++++ Material supplied

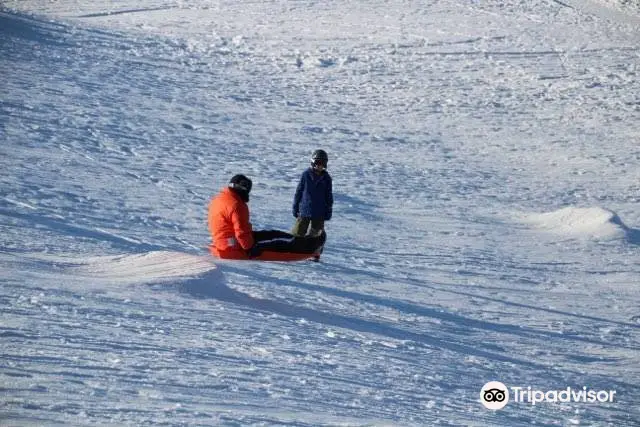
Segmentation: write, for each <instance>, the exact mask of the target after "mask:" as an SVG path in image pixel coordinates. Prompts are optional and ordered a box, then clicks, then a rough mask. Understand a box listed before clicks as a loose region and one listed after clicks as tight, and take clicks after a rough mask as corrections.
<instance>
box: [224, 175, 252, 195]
mask: <svg viewBox="0 0 640 427" xmlns="http://www.w3.org/2000/svg"><path fill="white" fill-rule="evenodd" d="M252 185H253V183H252V182H251V180H250V179H249V178H247V177H246V176H244V175H241V174H239V175H234V176H233V177H232V178H231V179H230V180H229V188H231V189H232V190H233V191H235V192H236V193H238V194H239V195H240V197H241V198H242V200H244V201H245V202H248V201H249V193H250V192H251V186H252Z"/></svg>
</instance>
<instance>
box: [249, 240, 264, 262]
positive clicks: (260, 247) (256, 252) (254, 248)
mask: <svg viewBox="0 0 640 427" xmlns="http://www.w3.org/2000/svg"><path fill="white" fill-rule="evenodd" d="M260 254H262V248H261V247H260V246H258V244H257V243H256V244H255V245H253V246H251V248H249V249H247V255H248V256H249V258H256V257H259V256H260Z"/></svg>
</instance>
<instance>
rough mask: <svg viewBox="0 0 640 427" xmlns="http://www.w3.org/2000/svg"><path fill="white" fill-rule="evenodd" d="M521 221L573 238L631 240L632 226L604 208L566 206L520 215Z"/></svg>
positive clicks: (633, 239) (549, 231)
mask: <svg viewBox="0 0 640 427" xmlns="http://www.w3.org/2000/svg"><path fill="white" fill-rule="evenodd" d="M522 220H523V222H524V223H526V224H528V225H531V226H533V227H535V228H537V229H540V230H544V231H547V232H550V233H553V234H557V235H562V236H566V237H574V238H579V237H583V238H592V239H603V240H613V239H629V240H634V239H635V235H636V234H637V233H636V231H635V230H633V229H630V228H629V227H627V226H626V225H625V224H624V223H623V222H622V220H621V219H620V217H619V216H618V215H617V214H616V213H615V212H613V211H610V210H608V209H603V208H598V207H592V208H577V207H571V206H570V207H566V208H562V209H560V210H557V211H553V212H547V213H542V214H527V215H523V216H522Z"/></svg>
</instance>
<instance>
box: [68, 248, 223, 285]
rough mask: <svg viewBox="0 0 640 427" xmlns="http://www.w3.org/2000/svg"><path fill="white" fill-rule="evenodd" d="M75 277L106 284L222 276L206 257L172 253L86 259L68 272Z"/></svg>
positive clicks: (126, 283)
mask: <svg viewBox="0 0 640 427" xmlns="http://www.w3.org/2000/svg"><path fill="white" fill-rule="evenodd" d="M68 272H69V273H72V274H73V275H74V276H76V277H82V278H89V279H94V280H97V281H101V282H109V283H124V284H137V283H164V282H169V281H175V280H176V279H185V278H193V277H198V276H201V275H203V274H205V273H206V274H207V276H210V275H211V273H214V272H217V273H218V274H221V273H220V272H219V270H218V269H217V267H216V265H215V264H214V262H213V259H212V258H211V257H210V256H208V255H191V254H186V253H182V252H173V251H153V252H145V253H140V254H126V255H118V256H100V257H93V258H88V259H85V260H83V261H81V262H79V263H77V264H75V265H72V266H71V267H69V269H68Z"/></svg>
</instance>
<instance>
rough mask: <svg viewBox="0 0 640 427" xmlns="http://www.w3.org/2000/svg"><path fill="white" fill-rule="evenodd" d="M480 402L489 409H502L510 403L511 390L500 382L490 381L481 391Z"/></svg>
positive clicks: (489, 381)
mask: <svg viewBox="0 0 640 427" xmlns="http://www.w3.org/2000/svg"><path fill="white" fill-rule="evenodd" d="M480 402H482V404H483V405H484V407H485V408H487V409H491V410H494V411H497V410H498V409H502V408H504V407H505V406H506V405H507V403H509V389H508V388H507V386H506V385H504V384H502V383H501V382H500V381H489V382H488V383H486V384H485V385H484V386H483V387H482V390H480Z"/></svg>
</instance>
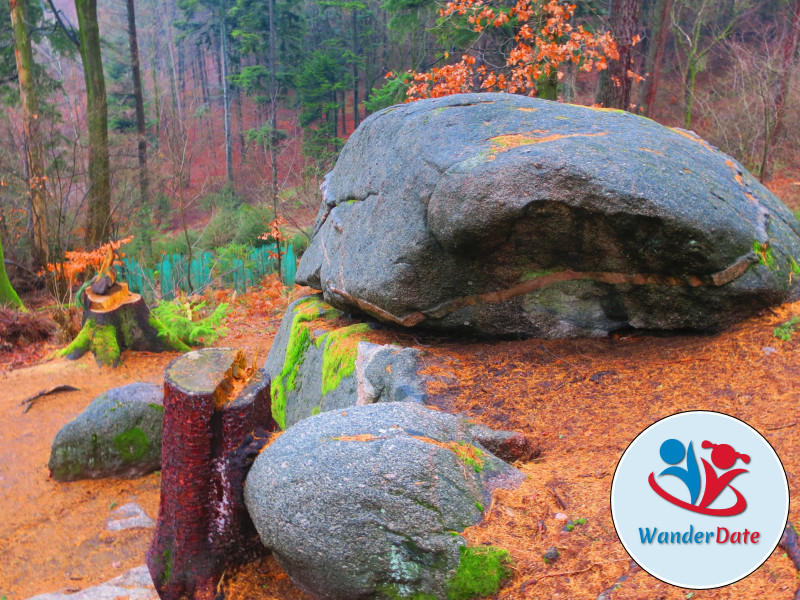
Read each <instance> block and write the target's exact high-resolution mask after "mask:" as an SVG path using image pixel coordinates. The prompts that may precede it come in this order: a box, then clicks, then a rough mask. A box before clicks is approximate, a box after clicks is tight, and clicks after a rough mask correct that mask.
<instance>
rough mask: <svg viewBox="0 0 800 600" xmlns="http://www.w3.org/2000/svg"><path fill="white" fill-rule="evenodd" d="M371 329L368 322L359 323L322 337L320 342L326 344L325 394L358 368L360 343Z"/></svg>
mask: <svg viewBox="0 0 800 600" xmlns="http://www.w3.org/2000/svg"><path fill="white" fill-rule="evenodd" d="M369 330H370V327H369V325H367V324H366V323H358V324H356V325H350V326H349V327H342V328H341V329H336V330H334V331H331V332H330V333H328V334H327V335H326V336H325V337H324V338H320V341H319V342H318V344H319V343H320V342H321V343H324V344H325V346H324V347H323V350H322V395H323V396H324V395H325V394H327V393H328V392H331V391H333V390H335V389H336V388H337V387H339V384H340V383H341V382H342V380H343V379H345V378H347V377H350V376H351V375H352V374H353V372H354V371H355V370H356V358H357V357H358V343H359V342H363V341H364V340H366V339H367V338H366V337H365V336H364V334H365V333H366V332H368V331H369Z"/></svg>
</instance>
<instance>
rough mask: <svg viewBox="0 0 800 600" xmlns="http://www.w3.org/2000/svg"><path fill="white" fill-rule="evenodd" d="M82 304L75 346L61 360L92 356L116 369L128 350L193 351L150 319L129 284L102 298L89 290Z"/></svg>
mask: <svg viewBox="0 0 800 600" xmlns="http://www.w3.org/2000/svg"><path fill="white" fill-rule="evenodd" d="M80 301H81V302H82V303H83V326H82V327H81V330H80V332H79V333H78V335H77V336H76V337H75V339H74V340H72V343H70V344H69V346H67V347H66V348H63V349H62V350H59V352H58V356H64V357H66V358H69V359H71V360H74V359H78V358H80V357H81V356H83V355H84V354H86V353H87V352H91V353H92V354H94V356H95V359H96V360H97V363H98V364H101V365H106V366H110V367H115V366H117V365H118V364H119V359H120V357H121V355H122V351H123V350H125V349H130V350H144V351H148V352H165V351H173V352H188V351H189V350H190V348H189V347H188V346H186V344H184V343H183V342H181V341H180V340H179V339H177V338H175V337H174V336H173V335H171V334H170V332H169V331H168V330H167V329H166V328H165V327H164V325H163V324H162V323H160V322H159V321H158V320H157V319H156V318H155V317H153V316H152V315H150V309H149V308H147V305H146V304H145V303H144V300H142V297H141V296H140V295H139V294H133V293H131V292H130V291H129V290H128V286H127V284H124V283H116V284H114V285H113V286H112V287H111V288H110V289H109V290H108V291H107V292H105V293H103V294H97V293H95V292H93V291H92V289H91V288H87V289H86V290H84V292H83V295H82V296H81V299H80Z"/></svg>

++++++++

> **What this task involves**:
Provide the listing above once more, exactly, with the pictures removed.

> **Exercise response**:
Segmentation: write, for each <instance>, the exact mask of the target after "mask:" as an SVG path in image pixel coordinates. Prompts are optional and ordered a box, then clicks, then a rough mask. Understand a box listed before clicks as a loose region and one listed after clicks as tight, and take clicks after a rough mask as corrections.
<instance>
box: [224, 175, 252, 195]
mask: <svg viewBox="0 0 640 427" xmlns="http://www.w3.org/2000/svg"><path fill="white" fill-rule="evenodd" d="M252 185H253V183H252V182H251V180H250V179H249V178H247V177H246V176H244V175H241V174H239V175H234V176H233V177H232V178H231V179H230V180H229V188H231V189H232V190H233V191H235V192H236V193H238V194H239V195H240V197H241V198H242V200H244V201H245V202H248V201H249V193H250V192H251V186H252Z"/></svg>
</instance>
<instance>
box: [249, 240, 264, 262]
positive clicks: (260, 247) (256, 252) (254, 248)
mask: <svg viewBox="0 0 640 427" xmlns="http://www.w3.org/2000/svg"><path fill="white" fill-rule="evenodd" d="M260 254H262V248H261V247H260V246H258V244H257V243H256V244H255V245H253V246H251V248H249V249H247V255H248V256H249V258H256V257H259V256H260Z"/></svg>
</instance>
<instance>
rough mask: <svg viewBox="0 0 640 427" xmlns="http://www.w3.org/2000/svg"><path fill="white" fill-rule="evenodd" d="M521 221L573 238L631 240L632 226L604 208L566 206L520 215Z"/></svg>
positive clicks: (633, 239) (549, 231)
mask: <svg viewBox="0 0 640 427" xmlns="http://www.w3.org/2000/svg"><path fill="white" fill-rule="evenodd" d="M522 220H523V222H524V223H526V224H528V225H531V226H533V227H535V228H537V229H540V230H544V231H547V232H550V233H553V234H557V235H562V236H566V237H574V238H579V237H583V238H592V239H603V240H613V239H629V240H634V239H635V235H636V234H637V233H636V231H635V230H633V229H630V228H629V227H627V226H626V225H625V224H624V223H623V222H622V220H621V219H620V217H619V216H618V215H617V214H616V213H615V212H613V211H610V210H608V209H603V208H598V207H592V208H577V207H571V206H570V207H566V208H562V209H560V210H557V211H553V212H547V213H542V214H527V215H523V216H522Z"/></svg>
</instance>
<instance>
box: [68, 248, 223, 285]
rough mask: <svg viewBox="0 0 640 427" xmlns="http://www.w3.org/2000/svg"><path fill="white" fill-rule="evenodd" d="M75 277L106 284L222 276L206 257L172 253L86 259L68 272Z"/></svg>
positive clicks: (126, 283)
mask: <svg viewBox="0 0 640 427" xmlns="http://www.w3.org/2000/svg"><path fill="white" fill-rule="evenodd" d="M68 272H69V273H72V274H73V275H74V276H76V277H82V278H89V279H94V280H97V281H101V282H109V283H124V284H137V283H164V282H169V281H175V280H176V279H185V278H193V277H198V276H201V275H203V274H205V273H206V274H207V276H210V275H211V273H214V272H217V273H218V274H221V273H220V272H219V270H218V269H217V267H216V265H215V264H214V262H213V259H212V258H211V257H210V256H208V255H191V254H186V253H182V252H173V251H153V252H145V253H140V254H126V255H118V256H100V257H93V258H88V259H85V260H83V261H81V262H79V263H77V264H75V265H72V266H71V267H69V269H68Z"/></svg>
</instance>
<instance>
rough mask: <svg viewBox="0 0 640 427" xmlns="http://www.w3.org/2000/svg"><path fill="white" fill-rule="evenodd" d="M480 402L489 409H502L510 403L511 390L500 382L490 381L481 391Z"/></svg>
positive clicks: (489, 381)
mask: <svg viewBox="0 0 640 427" xmlns="http://www.w3.org/2000/svg"><path fill="white" fill-rule="evenodd" d="M480 402H482V404H483V405H484V407H485V408H487V409H491V410H494V411H497V410H498V409H502V408H504V407H505V406H506V405H507V403H509V389H508V388H507V386H506V385H504V384H502V383H501V382H500V381H489V382H488V383H486V384H485V385H484V386H483V387H482V390H480Z"/></svg>
</instance>
Read each <instance> block and write the target's exact high-resolution mask after "mask:" as an SVG path using image pixel coordinates. The prompts that may precede it come in this order: a box, then clicks, then a rough mask. A box before clicks is approximate, a box after clicks is tight, and clicks after a rough mask correct that mask.
<instance>
rough mask: <svg viewBox="0 0 800 600" xmlns="http://www.w3.org/2000/svg"><path fill="white" fill-rule="evenodd" d="M371 329L368 322L359 323L322 337L320 342L326 344L325 394L358 368L360 343Z"/></svg>
mask: <svg viewBox="0 0 800 600" xmlns="http://www.w3.org/2000/svg"><path fill="white" fill-rule="evenodd" d="M369 330H370V327H369V325H367V324H366V323H358V324H356V325H350V326H349V327H342V328H341V329H336V330H334V331H331V332H330V333H328V334H327V335H326V336H325V337H324V338H320V341H319V342H318V344H319V343H320V342H321V343H324V344H325V346H324V347H323V350H322V395H323V396H324V395H325V394H327V393H328V392H331V391H333V390H335V389H336V388H337V387H339V384H340V383H341V382H342V380H343V379H345V378H347V377H350V376H351V375H352V374H353V372H354V371H355V370H356V358H357V357H358V343H359V342H363V341H364V340H366V339H367V338H366V337H365V336H364V334H365V333H366V332H368V331H369Z"/></svg>
</instance>
<instance>
rough mask: <svg viewBox="0 0 800 600" xmlns="http://www.w3.org/2000/svg"><path fill="white" fill-rule="evenodd" d="M82 304L75 346L61 360L92 356L116 369L128 350L193 351L150 319L129 284L102 298L89 290Z"/></svg>
mask: <svg viewBox="0 0 800 600" xmlns="http://www.w3.org/2000/svg"><path fill="white" fill-rule="evenodd" d="M80 301H81V302H82V303H83V326H82V327H81V330H80V332H79V333H78V335H77V336H76V337H75V339H74V340H72V343H70V344H69V346H67V347H66V348H63V349H62V350H59V352H58V356H64V357H66V358H69V359H71V360H74V359H78V358H80V357H81V356H83V355H84V354H86V353H87V352H91V353H92V354H94V356H95V359H96V360H97V363H98V364H101V365H106V366H110V367H115V366H117V365H118V364H119V359H120V357H121V355H122V351H123V350H125V349H130V350H144V351H148V352H165V351H173V352H188V351H189V350H190V348H189V347H188V346H186V344H184V343H183V342H181V341H180V340H179V339H177V338H175V337H174V336H173V335H171V334H170V332H169V331H168V330H167V329H166V328H165V327H164V325H163V324H162V323H160V322H159V321H158V320H157V319H156V318H155V317H153V316H152V315H150V309H149V308H147V305H146V304H145V303H144V300H142V297H141V296H140V295H139V294H133V293H131V292H130V291H129V290H128V286H127V284H124V283H116V284H114V285H113V286H112V287H111V288H110V289H109V290H108V291H107V292H105V293H103V294H97V293H95V292H93V291H92V289H91V288H87V289H86V290H84V292H83V295H82V296H81V299H80Z"/></svg>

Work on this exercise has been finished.